**THE INPUT**.
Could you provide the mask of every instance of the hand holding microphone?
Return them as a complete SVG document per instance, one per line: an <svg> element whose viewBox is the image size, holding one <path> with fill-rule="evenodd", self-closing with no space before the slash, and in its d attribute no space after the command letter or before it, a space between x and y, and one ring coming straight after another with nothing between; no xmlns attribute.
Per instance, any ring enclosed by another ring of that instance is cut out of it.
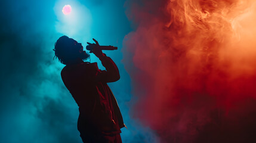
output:
<svg viewBox="0 0 256 143"><path fill-rule="evenodd" d="M93 52L94 53L94 51L98 51L98 50L114 50L117 49L118 47L113 46L100 46L98 44L98 41L97 41L95 39L92 38L92 40L94 41L95 43L91 43L89 42L87 42L88 44L86 46L86 49L87 50L90 51L90 53Z"/></svg>

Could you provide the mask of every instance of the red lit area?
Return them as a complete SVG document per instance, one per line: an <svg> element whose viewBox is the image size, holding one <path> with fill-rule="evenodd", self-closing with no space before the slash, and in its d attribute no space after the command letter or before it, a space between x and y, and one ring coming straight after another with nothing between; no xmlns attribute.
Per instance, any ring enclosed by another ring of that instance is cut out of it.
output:
<svg viewBox="0 0 256 143"><path fill-rule="evenodd" d="M126 6L135 27L124 42L134 117L161 142L255 142L255 2Z"/></svg>

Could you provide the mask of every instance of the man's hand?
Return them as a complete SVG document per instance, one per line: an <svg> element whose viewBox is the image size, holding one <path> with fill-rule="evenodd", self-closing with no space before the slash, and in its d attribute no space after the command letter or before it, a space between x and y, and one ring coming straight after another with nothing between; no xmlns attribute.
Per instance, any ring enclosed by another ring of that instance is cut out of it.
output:
<svg viewBox="0 0 256 143"><path fill-rule="evenodd" d="M90 51L90 53L92 52L93 54L94 54L95 55L96 55L97 57L99 58L103 57L104 54L102 52L102 50L100 48L100 44L98 44L98 41L97 41L94 38L92 38L92 40L94 41L95 43L91 43L87 42L87 43L89 45L93 45L94 48L92 51Z"/></svg>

**OBJECTIVE**. Copy all of the items above word for word, but leave the picture out of your copy.

**CORRECT RESULT**.
Could you provide the mask of every instance of the hand holding microphone?
Return them as a complete SVG document per instance, one per line: an <svg> element whose viewBox is the image size, holding one <path> with fill-rule="evenodd", self-closing with no space before the slash, and in its d attribute no space after the command letter or before it, a space between x and y, and one ring coming straight after another with nothing between; no xmlns attribute.
Per instance, any ring enclosed by another ring of that instance is cut out of it.
output:
<svg viewBox="0 0 256 143"><path fill-rule="evenodd" d="M93 52L94 53L94 51L98 51L98 50L114 50L117 49L118 47L113 46L100 46L98 44L98 41L97 41L95 39L92 38L92 40L94 41L95 43L91 43L89 42L87 42L88 44L86 46L86 49L87 50L90 51L90 53Z"/></svg>

Could you provide the mask of every instance of the red lit area?
Return them as a complete SVG document per instance, one per line: an <svg> element whose viewBox is the image size, holding one <path> with fill-rule="evenodd", self-closing with no space before the slash, and in its d attribute no space after the command letter or before it, a space between x and y, and one ring coming straight after another with nothing between; no xmlns attribute.
Per instance, any ring enclosed by another ring of that instance is cut out of it.
output:
<svg viewBox="0 0 256 143"><path fill-rule="evenodd" d="M126 6L135 27L124 42L134 117L161 142L255 142L255 2Z"/></svg>

Could you provide the mask of every instance of the man's hand?
Return them as a complete SVG document per instance, one per line: an <svg> element whose viewBox is the image size, holding one <path> with fill-rule="evenodd", self-closing with no space before the slash, and in its d attribute no space after the command letter or before it, a space between x and y, and one ring coming straight after another with nothing between; no xmlns attribute.
Per instance, any ring enclosed by another ring of that instance is cut out of it.
output:
<svg viewBox="0 0 256 143"><path fill-rule="evenodd" d="M90 51L90 53L92 52L93 54L94 54L95 55L96 55L97 57L99 58L103 57L104 54L102 52L102 50L100 48L100 44L98 44L98 41L97 41L94 38L92 38L92 40L94 41L95 43L91 43L87 42L87 43L89 45L93 45L94 48L92 51Z"/></svg>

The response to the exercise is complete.